# Through hull ducer...?



## The_Hillbilly (Jun 28, 2014)

Okay guys looking for a logical explanation. From what I understand thru Hall transducers are worth their weight in gold. Why do I never hear of guys putting thru Hall transducers in an aluminum boat? It is my understanding that they make both brass and plastic fittings to get this job done however I do understand you would have to cut a hole in your boat. Just looking for the logical explanation other than the obvious not cutting a hole into your high dollar aluminum rig.


----------



## elkhtr (Oct 23, 2006)

What I have been told is, the density of aluminum prevents the sonar signal from going through it.


----------



## eye-man (Aug 8, 2010)

I may be wrong on this but I believe the aluminum is to thin to provide adequate support around the opening. As you crash off of waves the hull will flex and possibly break the seal. With the laminated construction of fiber glass the hulls are usually 1"+ and do not flex as readily. I personally think the only benefit to a thru-hull would be on an inboard as the prop wash interferes with a skimmer type ducer. The bonus is in the fact that thru-hulls are aftermarket and therefore usually of a higher quality. If you bought an aftermarket skimmer and mounted it properly you could probably get similar results. There are people on here with more knowledge than me and maybe they have better info. But that is my two-cents.


----------



## Nauti cat (Nov 30, 2009)

Two of my friends have Marinetts alum both have thru hull my understanding is for alum stainless steel is what is used. I know the one boat has faring blocks.


----------



## backfar (Sep 24, 2014)

X2 on the hull thickness...marinette boats have much thicker hulls than most of the fishing rigs.....have to be careful of corrosion with the brass touching aluminum


----------

▸ Task instructions
1. In the thread on through-hull transducers, how thick are fiberglass hulls usually said to be?
2. List the usernames of everyone who posted in the thread on through-hull transducers.

▸ Extracted data
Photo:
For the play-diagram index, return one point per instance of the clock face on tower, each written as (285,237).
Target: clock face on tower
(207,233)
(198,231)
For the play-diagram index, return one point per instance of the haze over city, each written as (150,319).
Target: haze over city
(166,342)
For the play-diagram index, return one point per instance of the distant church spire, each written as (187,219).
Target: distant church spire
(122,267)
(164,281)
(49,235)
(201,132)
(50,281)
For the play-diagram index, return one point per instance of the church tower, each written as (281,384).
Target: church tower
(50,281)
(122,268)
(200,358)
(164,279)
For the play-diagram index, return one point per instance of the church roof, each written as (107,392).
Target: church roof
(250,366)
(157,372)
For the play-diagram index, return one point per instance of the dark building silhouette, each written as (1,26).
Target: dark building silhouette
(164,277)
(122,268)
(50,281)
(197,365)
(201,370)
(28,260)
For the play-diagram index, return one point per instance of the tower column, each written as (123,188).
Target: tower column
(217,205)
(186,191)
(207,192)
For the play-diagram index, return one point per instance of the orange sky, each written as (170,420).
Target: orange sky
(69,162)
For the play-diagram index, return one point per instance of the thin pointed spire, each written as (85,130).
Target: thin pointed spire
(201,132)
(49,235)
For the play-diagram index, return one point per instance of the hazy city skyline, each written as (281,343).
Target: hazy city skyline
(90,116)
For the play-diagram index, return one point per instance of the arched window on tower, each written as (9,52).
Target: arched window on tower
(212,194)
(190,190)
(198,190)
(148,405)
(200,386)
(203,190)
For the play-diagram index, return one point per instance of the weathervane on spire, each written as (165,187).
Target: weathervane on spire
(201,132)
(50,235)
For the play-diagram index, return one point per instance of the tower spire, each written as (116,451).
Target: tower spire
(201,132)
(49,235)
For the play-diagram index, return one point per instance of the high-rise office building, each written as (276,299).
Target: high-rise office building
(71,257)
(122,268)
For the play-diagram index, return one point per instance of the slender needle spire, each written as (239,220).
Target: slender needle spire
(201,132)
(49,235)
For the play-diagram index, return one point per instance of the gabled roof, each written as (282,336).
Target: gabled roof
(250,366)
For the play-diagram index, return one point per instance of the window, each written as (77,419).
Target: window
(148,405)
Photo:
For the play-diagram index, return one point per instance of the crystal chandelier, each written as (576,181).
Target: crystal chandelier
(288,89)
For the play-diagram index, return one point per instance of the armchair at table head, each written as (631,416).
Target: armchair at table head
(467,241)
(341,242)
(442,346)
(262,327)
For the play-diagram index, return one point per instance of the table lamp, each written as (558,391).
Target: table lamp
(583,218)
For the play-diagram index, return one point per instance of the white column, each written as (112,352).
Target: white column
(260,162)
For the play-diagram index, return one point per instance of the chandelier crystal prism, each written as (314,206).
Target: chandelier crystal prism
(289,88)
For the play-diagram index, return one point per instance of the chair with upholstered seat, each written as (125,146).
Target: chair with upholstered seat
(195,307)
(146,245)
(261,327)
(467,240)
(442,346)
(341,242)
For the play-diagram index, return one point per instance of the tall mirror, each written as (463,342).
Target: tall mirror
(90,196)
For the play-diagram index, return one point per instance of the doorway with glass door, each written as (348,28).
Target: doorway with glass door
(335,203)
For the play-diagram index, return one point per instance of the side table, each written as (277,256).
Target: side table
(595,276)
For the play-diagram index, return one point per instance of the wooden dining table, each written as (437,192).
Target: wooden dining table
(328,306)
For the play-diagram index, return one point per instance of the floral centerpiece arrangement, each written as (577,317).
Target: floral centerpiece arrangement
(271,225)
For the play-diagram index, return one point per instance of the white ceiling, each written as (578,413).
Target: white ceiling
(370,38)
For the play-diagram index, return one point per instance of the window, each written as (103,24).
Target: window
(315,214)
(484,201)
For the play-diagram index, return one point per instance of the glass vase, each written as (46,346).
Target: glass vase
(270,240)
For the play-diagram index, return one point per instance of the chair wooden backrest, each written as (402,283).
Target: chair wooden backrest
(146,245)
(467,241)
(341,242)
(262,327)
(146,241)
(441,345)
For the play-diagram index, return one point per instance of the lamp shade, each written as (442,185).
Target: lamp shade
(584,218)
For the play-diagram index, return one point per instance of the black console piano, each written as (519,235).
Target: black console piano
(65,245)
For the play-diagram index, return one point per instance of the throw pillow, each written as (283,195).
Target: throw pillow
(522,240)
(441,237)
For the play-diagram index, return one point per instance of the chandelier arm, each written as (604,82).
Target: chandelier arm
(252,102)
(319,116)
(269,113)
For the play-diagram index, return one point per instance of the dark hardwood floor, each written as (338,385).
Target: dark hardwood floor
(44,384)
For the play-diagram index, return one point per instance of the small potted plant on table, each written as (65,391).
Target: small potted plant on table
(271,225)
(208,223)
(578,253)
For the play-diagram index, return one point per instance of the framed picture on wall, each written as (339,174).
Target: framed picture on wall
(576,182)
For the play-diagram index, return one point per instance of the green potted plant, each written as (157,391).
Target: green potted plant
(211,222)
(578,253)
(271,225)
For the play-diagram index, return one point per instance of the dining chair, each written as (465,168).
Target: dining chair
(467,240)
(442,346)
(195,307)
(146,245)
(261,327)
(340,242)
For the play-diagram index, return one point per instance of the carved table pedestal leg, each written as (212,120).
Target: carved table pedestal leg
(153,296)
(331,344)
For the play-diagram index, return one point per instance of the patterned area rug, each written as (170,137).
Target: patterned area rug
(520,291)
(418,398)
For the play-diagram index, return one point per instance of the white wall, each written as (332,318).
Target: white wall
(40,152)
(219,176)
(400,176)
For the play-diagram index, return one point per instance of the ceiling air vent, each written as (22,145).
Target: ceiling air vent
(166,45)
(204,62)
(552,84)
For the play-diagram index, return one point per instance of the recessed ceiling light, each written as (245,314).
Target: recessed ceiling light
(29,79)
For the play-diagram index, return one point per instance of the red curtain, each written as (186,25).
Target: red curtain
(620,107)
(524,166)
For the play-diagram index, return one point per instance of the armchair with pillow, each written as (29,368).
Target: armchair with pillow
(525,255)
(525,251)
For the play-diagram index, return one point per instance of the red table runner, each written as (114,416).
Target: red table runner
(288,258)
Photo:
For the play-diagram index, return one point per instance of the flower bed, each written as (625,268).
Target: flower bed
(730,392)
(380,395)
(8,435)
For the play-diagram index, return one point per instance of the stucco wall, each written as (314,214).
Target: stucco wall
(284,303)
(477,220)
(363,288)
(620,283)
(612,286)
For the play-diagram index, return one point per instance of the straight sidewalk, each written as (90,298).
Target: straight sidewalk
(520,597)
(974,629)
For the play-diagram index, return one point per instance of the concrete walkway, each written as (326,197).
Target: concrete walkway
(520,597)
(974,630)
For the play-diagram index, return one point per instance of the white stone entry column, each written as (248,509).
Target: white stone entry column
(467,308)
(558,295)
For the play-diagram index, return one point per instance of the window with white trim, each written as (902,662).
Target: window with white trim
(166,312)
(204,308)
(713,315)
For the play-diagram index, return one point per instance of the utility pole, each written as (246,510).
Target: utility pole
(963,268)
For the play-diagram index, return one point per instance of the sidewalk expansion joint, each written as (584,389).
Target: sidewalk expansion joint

▸ Responses to the exercise
1. 1 inch or more.

2. The_Hillbilly, elkhtr, eye-man, Nauti cat, backfar